Items from a dataset:
────────

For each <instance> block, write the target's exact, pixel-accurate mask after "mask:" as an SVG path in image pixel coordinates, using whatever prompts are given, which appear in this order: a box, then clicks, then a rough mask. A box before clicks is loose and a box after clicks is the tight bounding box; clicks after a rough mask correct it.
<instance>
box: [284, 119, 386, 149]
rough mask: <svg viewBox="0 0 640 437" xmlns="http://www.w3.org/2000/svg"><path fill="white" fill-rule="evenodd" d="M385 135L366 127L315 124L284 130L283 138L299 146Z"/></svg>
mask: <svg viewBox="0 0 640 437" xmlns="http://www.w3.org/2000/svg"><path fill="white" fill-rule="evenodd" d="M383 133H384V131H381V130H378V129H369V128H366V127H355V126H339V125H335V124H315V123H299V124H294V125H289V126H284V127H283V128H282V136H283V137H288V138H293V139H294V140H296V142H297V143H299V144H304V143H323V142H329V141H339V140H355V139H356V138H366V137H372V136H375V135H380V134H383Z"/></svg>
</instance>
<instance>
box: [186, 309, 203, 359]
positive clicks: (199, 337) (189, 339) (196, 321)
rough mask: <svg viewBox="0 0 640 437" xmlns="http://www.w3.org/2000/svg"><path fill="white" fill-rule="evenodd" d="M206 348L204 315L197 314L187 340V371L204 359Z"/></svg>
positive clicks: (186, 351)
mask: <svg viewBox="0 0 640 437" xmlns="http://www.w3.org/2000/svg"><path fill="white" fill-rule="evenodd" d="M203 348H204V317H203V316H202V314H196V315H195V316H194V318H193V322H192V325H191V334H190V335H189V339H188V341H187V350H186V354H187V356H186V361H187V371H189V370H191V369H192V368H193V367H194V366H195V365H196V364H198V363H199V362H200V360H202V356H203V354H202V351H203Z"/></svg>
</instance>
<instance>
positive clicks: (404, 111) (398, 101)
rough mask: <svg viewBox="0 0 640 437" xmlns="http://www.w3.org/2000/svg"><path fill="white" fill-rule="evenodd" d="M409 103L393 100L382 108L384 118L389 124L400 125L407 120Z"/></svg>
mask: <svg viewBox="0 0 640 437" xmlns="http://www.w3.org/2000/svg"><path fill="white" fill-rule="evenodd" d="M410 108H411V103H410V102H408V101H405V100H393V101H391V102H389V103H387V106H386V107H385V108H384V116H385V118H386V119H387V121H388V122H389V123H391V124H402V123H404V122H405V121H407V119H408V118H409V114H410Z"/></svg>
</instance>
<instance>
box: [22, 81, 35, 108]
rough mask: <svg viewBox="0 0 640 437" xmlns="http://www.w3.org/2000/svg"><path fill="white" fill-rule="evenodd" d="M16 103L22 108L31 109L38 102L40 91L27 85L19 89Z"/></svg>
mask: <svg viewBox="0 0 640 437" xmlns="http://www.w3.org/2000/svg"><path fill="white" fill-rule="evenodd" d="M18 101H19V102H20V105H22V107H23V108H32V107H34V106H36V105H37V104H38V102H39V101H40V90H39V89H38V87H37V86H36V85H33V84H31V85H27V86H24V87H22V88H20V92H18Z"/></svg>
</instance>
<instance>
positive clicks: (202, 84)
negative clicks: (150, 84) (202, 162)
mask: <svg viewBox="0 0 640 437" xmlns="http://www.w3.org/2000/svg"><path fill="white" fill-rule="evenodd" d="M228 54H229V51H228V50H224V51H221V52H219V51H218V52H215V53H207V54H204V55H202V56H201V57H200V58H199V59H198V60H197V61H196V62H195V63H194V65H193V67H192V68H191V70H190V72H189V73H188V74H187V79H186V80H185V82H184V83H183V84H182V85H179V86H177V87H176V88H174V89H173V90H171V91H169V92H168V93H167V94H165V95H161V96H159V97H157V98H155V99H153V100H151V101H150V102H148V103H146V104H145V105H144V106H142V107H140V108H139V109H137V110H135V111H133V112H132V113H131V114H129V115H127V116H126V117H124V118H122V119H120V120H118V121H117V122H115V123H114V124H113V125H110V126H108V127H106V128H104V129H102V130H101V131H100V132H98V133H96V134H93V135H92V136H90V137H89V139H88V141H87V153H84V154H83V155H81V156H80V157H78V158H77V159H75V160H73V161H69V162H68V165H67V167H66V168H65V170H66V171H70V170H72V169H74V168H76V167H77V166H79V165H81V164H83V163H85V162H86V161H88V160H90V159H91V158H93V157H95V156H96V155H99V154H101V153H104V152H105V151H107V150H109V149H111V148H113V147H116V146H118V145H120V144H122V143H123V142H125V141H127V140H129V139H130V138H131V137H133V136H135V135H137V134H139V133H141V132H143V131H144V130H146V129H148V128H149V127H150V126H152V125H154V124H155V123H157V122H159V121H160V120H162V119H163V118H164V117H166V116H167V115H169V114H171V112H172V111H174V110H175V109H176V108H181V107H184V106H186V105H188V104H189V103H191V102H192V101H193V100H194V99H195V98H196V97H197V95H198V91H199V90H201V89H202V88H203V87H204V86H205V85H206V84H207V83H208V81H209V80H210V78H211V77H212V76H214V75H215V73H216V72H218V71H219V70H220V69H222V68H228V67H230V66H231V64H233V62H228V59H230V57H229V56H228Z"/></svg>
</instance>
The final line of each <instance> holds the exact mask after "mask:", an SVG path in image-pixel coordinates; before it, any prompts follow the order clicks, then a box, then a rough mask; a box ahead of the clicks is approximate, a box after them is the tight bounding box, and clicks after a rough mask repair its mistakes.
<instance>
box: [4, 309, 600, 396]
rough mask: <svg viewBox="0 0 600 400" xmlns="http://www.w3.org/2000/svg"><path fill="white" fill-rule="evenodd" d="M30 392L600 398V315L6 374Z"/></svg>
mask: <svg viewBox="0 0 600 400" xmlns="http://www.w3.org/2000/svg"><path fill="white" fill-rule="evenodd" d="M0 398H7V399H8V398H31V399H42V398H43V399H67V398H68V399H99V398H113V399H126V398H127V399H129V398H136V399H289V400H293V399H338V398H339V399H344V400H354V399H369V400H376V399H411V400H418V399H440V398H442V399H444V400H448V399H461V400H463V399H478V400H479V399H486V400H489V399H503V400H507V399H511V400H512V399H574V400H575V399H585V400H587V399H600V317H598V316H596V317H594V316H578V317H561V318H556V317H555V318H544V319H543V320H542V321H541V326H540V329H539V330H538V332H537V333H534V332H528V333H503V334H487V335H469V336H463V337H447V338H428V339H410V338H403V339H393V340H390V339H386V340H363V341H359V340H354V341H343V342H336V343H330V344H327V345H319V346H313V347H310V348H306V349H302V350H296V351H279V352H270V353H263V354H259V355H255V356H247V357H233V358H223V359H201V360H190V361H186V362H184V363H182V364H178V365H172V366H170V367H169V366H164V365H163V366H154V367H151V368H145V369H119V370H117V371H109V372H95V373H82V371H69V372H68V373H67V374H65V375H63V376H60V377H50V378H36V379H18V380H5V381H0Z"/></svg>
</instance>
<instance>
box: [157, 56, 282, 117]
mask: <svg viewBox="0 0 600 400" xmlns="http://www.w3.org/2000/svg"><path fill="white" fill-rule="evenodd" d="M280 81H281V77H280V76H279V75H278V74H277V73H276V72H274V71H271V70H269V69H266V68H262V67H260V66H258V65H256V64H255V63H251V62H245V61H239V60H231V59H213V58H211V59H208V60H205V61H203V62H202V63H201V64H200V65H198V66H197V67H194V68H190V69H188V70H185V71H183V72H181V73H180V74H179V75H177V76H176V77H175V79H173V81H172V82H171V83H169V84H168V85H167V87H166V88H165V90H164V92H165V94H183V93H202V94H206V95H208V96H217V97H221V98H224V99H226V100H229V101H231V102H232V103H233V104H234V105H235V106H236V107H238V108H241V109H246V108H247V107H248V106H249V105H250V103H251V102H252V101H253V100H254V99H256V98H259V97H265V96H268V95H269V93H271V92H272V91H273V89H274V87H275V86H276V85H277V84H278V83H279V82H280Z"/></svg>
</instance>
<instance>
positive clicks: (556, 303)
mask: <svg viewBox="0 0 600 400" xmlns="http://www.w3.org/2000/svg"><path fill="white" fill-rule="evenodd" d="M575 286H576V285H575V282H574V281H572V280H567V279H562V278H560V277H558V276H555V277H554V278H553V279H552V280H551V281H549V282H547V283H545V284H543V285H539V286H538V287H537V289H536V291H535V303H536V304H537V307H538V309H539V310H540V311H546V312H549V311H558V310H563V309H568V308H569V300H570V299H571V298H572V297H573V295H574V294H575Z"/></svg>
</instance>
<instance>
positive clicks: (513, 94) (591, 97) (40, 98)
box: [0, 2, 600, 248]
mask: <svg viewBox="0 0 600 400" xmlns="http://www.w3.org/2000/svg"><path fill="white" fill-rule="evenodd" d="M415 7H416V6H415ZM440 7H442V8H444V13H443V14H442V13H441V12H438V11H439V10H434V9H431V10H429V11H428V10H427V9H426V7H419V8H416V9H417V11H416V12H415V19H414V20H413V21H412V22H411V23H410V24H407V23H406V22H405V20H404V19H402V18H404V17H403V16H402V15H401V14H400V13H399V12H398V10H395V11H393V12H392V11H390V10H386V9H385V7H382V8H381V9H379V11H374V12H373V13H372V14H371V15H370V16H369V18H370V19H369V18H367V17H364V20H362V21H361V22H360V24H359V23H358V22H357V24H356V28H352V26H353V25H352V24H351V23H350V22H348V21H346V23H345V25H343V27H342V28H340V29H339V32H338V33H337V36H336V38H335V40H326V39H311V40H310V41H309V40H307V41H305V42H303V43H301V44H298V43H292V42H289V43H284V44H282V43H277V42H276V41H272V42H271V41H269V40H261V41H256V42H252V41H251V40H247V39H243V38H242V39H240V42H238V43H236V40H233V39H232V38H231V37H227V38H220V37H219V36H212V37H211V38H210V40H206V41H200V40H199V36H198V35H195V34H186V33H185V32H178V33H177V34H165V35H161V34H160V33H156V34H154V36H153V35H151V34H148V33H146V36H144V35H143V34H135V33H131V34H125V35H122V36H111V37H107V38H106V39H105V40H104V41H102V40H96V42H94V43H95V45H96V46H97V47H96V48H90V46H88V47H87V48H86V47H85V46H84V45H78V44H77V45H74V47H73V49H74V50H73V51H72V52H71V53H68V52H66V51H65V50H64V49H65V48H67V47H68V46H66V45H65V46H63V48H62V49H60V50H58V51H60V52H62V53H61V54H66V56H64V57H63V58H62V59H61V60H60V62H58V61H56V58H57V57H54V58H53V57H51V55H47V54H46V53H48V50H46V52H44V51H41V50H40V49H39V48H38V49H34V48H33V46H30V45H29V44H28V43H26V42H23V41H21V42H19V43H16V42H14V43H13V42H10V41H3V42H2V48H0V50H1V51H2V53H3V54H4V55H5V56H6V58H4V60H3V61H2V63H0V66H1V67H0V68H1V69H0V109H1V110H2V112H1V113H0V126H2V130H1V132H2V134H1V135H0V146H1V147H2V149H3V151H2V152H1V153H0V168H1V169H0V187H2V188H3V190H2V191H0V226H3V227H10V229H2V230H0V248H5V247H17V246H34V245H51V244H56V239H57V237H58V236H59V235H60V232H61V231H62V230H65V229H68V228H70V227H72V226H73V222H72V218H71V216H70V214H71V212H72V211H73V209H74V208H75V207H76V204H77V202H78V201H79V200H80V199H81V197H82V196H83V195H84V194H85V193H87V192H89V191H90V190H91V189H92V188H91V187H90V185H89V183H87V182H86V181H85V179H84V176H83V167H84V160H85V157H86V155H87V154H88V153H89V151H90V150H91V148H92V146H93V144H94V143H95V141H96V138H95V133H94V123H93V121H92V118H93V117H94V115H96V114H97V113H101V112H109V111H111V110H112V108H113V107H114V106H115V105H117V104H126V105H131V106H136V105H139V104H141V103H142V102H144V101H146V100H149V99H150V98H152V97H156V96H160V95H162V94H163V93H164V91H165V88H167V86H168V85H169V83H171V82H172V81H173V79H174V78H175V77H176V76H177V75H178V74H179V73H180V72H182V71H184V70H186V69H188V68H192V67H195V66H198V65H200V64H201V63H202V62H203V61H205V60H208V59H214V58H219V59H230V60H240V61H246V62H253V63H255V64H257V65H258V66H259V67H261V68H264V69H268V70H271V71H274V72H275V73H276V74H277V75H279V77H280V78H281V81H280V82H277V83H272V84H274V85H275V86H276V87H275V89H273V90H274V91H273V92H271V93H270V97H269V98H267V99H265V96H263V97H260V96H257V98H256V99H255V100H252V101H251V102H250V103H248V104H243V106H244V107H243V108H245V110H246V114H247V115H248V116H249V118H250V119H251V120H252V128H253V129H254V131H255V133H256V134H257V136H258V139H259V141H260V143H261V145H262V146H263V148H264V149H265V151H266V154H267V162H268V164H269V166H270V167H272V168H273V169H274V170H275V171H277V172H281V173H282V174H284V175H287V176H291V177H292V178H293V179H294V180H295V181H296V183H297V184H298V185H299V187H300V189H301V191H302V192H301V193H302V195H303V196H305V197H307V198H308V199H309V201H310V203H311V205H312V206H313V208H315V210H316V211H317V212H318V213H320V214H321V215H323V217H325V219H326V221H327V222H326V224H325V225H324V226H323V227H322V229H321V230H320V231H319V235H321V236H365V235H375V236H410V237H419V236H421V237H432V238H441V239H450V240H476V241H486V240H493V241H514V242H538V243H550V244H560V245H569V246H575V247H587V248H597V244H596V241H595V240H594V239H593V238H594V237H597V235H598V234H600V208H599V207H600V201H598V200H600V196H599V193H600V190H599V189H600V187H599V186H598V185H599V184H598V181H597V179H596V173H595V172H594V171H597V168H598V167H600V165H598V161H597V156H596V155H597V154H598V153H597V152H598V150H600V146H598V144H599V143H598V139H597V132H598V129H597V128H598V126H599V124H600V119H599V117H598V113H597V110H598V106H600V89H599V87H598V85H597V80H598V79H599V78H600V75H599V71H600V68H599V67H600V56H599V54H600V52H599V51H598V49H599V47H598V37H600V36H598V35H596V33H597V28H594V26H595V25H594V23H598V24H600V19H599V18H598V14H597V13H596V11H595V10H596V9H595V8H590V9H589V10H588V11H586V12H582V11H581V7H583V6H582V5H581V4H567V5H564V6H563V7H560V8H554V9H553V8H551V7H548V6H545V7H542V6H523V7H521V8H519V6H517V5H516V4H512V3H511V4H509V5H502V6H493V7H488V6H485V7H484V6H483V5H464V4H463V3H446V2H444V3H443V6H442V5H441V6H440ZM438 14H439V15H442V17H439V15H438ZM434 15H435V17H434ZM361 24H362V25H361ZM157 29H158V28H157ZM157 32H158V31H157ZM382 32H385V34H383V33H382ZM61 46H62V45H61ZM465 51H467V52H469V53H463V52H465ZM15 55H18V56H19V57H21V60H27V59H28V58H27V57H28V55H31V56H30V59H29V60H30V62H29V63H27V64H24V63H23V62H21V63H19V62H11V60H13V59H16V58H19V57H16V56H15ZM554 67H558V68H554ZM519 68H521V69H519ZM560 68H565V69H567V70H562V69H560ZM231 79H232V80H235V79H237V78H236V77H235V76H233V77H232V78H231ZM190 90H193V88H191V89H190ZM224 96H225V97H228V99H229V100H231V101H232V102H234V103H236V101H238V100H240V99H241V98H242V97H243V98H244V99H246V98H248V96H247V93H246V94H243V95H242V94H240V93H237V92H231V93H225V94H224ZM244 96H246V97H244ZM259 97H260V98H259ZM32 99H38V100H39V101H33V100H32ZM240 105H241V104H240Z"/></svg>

────────

● Exercise
Whichever lines of the data include the word "tight", pull them out.

● Answer section
For each <instance> block, write the target's exact, pixel-accurate mask after "mask:" as an SVG path in image pixel coordinates, using whatever prompts are given, which appear in this order: a box, then clicks, then a rough mask. A box before clicks is loose and a box after clicks is the tight bounding box; clicks after a rough mask correct it.
The final line of each <instance> holds the exact mask after "mask:", an SVG path in image-pixel coordinates; before it, any prompts follow the order clicks, then a box, then a rough mask; a box ahead of the clicks is approximate, a box after them is the tight bounding box, and clicks after a rough mask repair its mistakes.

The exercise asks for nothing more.